-------- TEXT --------

As the Buffalo Bills began their 2013 training camp at St. John Fisher College in Pittsford, New York, first-year head coach Doug Marrone was well aware of the many questions that surrounded his football team that would have to be answered prior to the start of the regular season.
Not surprisingly however, instead of working towards finding the answers to some of those questions, Marrone seems as though he may have only begun to get to the core of the problem that has led to the NFL’s longest active playoff drought.
With four different head coaches at the helm during the past five seasons, the Bills are hoping that Marrone will not only change the atmosphere in Buffalo with his “hurry-up” offense, but also offer some much-needed consistency to a franchise that is desperate to have their first winning season since 2004.
After a 6-10 finish to the 2012 regular-season that earned them a tie for last in the AFC East with the New York Jets, Buffalo wisely chose to once again overhaul their franchise beginning at the top. Brought in to replace former head coach Chan Gailey in January, Marrone had a brief NFL career as an offensive lineman and previously held the Head Coaching job at his alma mater, the University of Syracuse from 2009 until the end of the 2012 season, compiling a 25-25 record while in the NCAA. Prior to Syracuse, Marrone served as the offense coordinator for the New Orleans Saints (2006-2008), as well as the offensive line coach for the Jets (2002-2005).

-------- DATA SEGMENT --------

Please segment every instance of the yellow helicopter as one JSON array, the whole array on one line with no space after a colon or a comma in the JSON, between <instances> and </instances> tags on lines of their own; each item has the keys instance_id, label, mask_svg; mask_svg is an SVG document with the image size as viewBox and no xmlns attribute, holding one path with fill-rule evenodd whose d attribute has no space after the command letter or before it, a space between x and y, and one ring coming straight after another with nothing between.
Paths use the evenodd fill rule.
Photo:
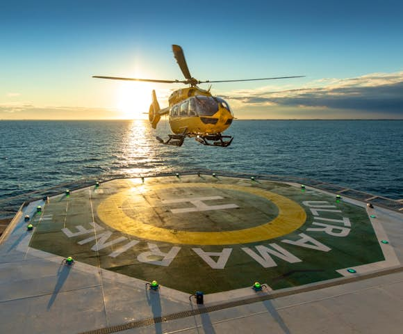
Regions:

--------

EXERCISE SET:
1) Answer from the Bills text:
(a) Where did the Bills open their 2013 training camp?
(b) What record did Marrone compile as head coach at Syracuse?
(c) Since what year have the Bills been without a winning season?
2) Write out the stretch of the Bills text from "As the Buffalo" through "active playoff drought.".

ANSWER SECTION:
1)
(a) St. John Fisher College in Pittsford, New York
(b) 25-25
(c) 2004

2)
As the Buffalo Bills began their 2013 training camp at St. John Fisher College in Pittsford, New York, first-year head coach Doug Marrone was well aware of the many questions that surrounded his football team that would have to be answered prior to the start of the regular season.
Not surprisingly however, instead of working towards finding the answers to some of those questions, Marrone seems as though he may have only begun to get to the core of the problem that has led to the NFL’s longest active playoff drought.